Text to read
§ §
Figure 2: Supply Chain Network

Source : Lambert , D.M. and Cooper, M.C .  (2000). Issues in supply chain management. Industrial Marketing Management . Vol. 29, pp. 65-83

Supply Chain Business Processes

The interaction between downstream and upstream segments of the SC was disconnected with irregular flow of information between them. But to operate a successful SC, integration of the downstream and upstream activities is essential with continuous flow of information. The integration of key individual processes to that of supply chain process is essential for a successful SCM. The key processes that has to be linked with that of SC are Customer relationship management , Customer service management , Demand management , Order fulfilment , Manufacturing flow management , Procurement ,Product development and commercialization and Returns (Cooper et al 1997).The level integration between the businesses processes depend on the type of linkage. The four different process linkages are managed business, monitored business, not-managed business and not-member business process (Cooper et al 1997).


Management Components of SCM

(Cooper et al 1997) suggest nine different components that must receive attention from the firm in managing relationships across the supply chain are management methods, flow of information , power structure; structure of product flow , planning and control , work composition, organization structure; arrangement for risk and reward ; and culture .

The aircraft manufacturing industry consists of complex set of connections of supplier, customers and the end user. Aircraft manufacturing involves highly engineered components, therefore the manufacturer has to decide on what to produce and what to outsource. This decision will be based on the firm's evaluation of success factors (Venkatesan 1992).Therefore when outsourcing strategy is followed, it help the company to concentrate on its core competence to serve its customers. In the aircraft manufacturing industry 70 % of the component manufacturing is outsourced, due to the high complexity of the components. In case of Airbus it outsources 75 % of its component manufacturing. The main advantage of outsourcing is to improve the performance, which is achieved by cost reduction, reduced inventories involved and supplier empowerment (Gilley, 2000).

Due to high percentage of outsourcing, classifying the suppliers beyond two tiers makes the SC network more complex. The first tier suppliers are mostly involved in design and serve the focal company directly , in some cases the second tier supplier are involved in designing serving the focal company or the first tier supplier(Laframboise and Reyes 2007).

Airbus is heavily dependent of its suppliers for the manufacturing and assembling the aircrafts, it acts a primary integrator. Being a prime integrator it provides more control over the design, development and production of its products. All of the Airbus products have commonality in design, which means the components can be shared/used across different product families for example the cockpit design is same for A340 and A320.

Figure 3 : Aircraft Manufacturer's Supply Network

Source : Laframboise,K. and Reyes,F. (2007). The digitization of an Aerospace

supply network. International Journal of Enterprise Information Systems. Vol 3, No 2 ,pp 68-89.

Airbus Supply Chain Structure

Customer Base: The number of customers is limited or small when compared other industries like automobile. Customers for Airbus fall into 3 categories Passenger Airliners, Freight and Leasing companies. Passenger Airliners are the largest customers, who demand low prices due to their high bargaining power. As of 2009, the total customer base was 316.
§ §
Data block
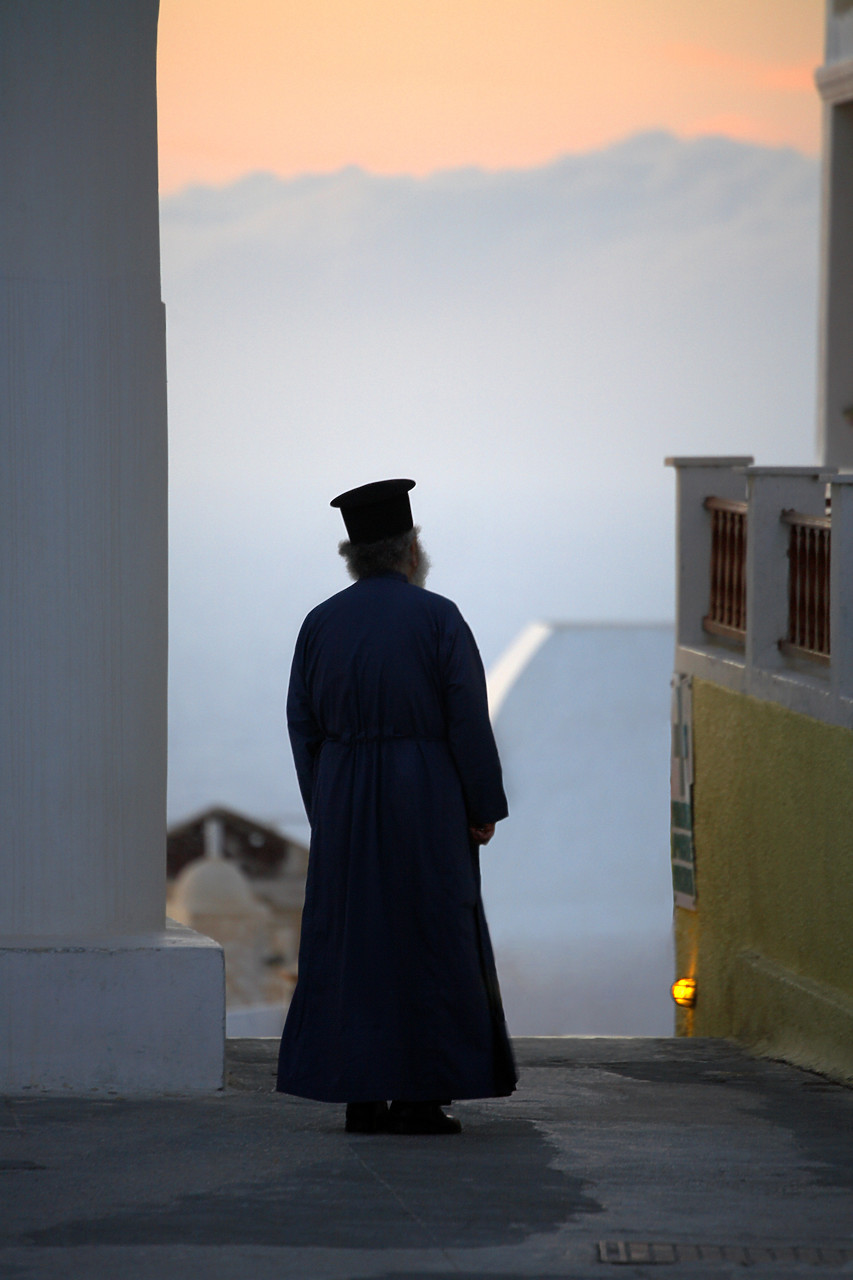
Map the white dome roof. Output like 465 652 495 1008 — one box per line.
175 858 264 915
§ §
Work to be completed
From the Airbus supply chain text, extract the words from "Due to high" to "and Reyes 2007).". The data has nothing to do with what comes next.

Answer to this task
Due to high percentage of outsourcing, classifying the suppliers beyond two tiers makes the SC network more complex. The first tier suppliers are mostly involved in design and serve the focal company directly , in some cases the second tier supplier are involved in designing serving the focal company or the first tier supplier(Laframboise and Reyes 2007).